*Task*
Copy every line of the material below word for word.

Start of Information

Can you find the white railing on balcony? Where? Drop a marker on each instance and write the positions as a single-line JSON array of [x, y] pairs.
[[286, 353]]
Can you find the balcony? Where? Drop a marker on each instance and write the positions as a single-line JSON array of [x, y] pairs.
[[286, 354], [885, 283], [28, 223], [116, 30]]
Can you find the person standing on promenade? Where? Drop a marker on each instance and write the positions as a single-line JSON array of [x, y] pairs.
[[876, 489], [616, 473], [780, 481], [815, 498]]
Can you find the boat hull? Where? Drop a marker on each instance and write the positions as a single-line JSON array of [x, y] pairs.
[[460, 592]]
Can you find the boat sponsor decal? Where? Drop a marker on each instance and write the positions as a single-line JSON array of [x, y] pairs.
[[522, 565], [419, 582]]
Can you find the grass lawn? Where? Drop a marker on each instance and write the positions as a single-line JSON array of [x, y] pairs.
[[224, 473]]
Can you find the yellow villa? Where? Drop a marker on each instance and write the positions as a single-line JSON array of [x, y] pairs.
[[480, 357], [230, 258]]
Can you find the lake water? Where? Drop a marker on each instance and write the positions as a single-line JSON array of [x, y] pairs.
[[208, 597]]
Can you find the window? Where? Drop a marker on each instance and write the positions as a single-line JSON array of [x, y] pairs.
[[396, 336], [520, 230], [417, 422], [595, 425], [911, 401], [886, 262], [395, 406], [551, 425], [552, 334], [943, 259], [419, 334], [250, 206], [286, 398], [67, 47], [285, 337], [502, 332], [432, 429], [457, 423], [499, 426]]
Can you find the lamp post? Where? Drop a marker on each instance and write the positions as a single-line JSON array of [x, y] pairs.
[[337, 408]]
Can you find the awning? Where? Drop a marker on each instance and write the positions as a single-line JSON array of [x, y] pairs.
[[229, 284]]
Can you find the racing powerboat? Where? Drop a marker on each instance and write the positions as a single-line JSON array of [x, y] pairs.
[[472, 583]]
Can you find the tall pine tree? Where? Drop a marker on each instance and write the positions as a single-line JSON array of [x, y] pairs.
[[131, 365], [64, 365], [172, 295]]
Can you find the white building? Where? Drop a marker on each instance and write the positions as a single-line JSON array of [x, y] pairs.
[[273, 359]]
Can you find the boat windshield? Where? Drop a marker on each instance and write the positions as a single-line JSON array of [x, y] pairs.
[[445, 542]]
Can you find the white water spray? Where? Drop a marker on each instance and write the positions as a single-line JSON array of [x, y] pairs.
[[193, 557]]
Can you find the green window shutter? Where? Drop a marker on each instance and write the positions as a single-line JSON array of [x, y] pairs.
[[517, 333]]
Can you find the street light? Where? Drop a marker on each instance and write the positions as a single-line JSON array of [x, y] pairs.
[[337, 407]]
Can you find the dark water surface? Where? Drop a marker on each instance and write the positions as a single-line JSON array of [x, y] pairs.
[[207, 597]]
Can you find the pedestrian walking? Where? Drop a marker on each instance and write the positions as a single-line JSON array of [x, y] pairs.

End of Information

*Your response*
Can you find the white railing on balcony? Where? Drop a marker on each instance and write the positions as a single-line JSON array of [x, y] pairs.
[[286, 353]]
Can you find the balcony? Where? Drop a marker on each instance and write the positions as a single-line JSON array of [x, y] pairs.
[[286, 354], [885, 283], [28, 223], [116, 30]]
Can you find the person standing on promenade? Where? Drop a marker on each instance and write the positions as a single-line JSON array of [x, y] pairs.
[[876, 489], [616, 473], [780, 481], [815, 498]]
Can you find the boat hull? Where? Drop a marker on each instance and write the positions as a single-line JSON array of [x, y] pairs.
[[460, 592]]
Can you find the boat sponsor decal? Where? Drop a marker on each instance and write the positions as a single-line JSON array of [x, y] pairs.
[[522, 565], [419, 582]]
Can you find the grass lawn? Where? Drop a marker on each instance and write the positions as a single-line JSON array of [x, y] pairs.
[[224, 473]]
Can you find the yellow villa? Where? Drop a marker on each instance and write the positions as a single-line JSON array of [x, y] pairs.
[[480, 357], [230, 258]]
Can you find the lake water? Where? Drop a marker on each instance and write the positions as a single-line JSON array of [x, y] pairs.
[[208, 597]]
Can you find the window? Where? Drop a marker on each instance and write the positions as a single-line JSON array of [x, y] pairs.
[[396, 336], [520, 230], [417, 422], [595, 425], [911, 401], [886, 262], [395, 406], [551, 425], [552, 334], [943, 259], [419, 334], [250, 206], [286, 398], [67, 47], [285, 337], [502, 332], [432, 429], [457, 423], [499, 426]]
Can you find the lamp post? Where? Drop a marker on each instance and write the positions as a single-line JSON array of [x, y] pairs.
[[337, 408]]
Can you find the awning? Where? Drop a marker on each instance and write the positions as a single-line JSON array of [x, y] pairs.
[[229, 284]]
Can you find the racing powerboat? Where? Drop a marker on each instance and write the positions as a single-line JSON array of [x, y] pairs.
[[472, 583]]
Can you find the tall pine tree? Where? Drop a marker on each instance and write the positions as a single-line JSON array of [x, y] pairs.
[[131, 365], [64, 365], [172, 295]]
Can you find the white building? Where? Drop a marker on each instance and write the positions as a single-line JSON array of [x, y] pairs.
[[273, 359]]
Can you find the boat windshield? Where? Drop a marker on each instance and write the positions as a single-line JSON array of [x, y] pairs.
[[445, 542]]
Can you find the white water spray? Where? Drop a marker on each instance and write the positions as a single-line JSON array of [x, y] pairs.
[[193, 557]]
Can you find the green window shutter? Where? Drop a marker on each instance and write the positions as a single-line JSON array of [x, y] pairs.
[[517, 333]]
Can you find the street light? Where? Drop a marker on each instance and write the positions as a single-line JSON array of [x, y] pairs.
[[337, 407]]
Can you find the dark water surface? Where? Drop a marker on each instance and write the positions as a single-line JSON array of [x, y] pairs.
[[207, 597]]
Can you find the pedestrian walking? Where? Drop a marker on each instance and write the positions as a single-line JSON array of [x, y] pairs.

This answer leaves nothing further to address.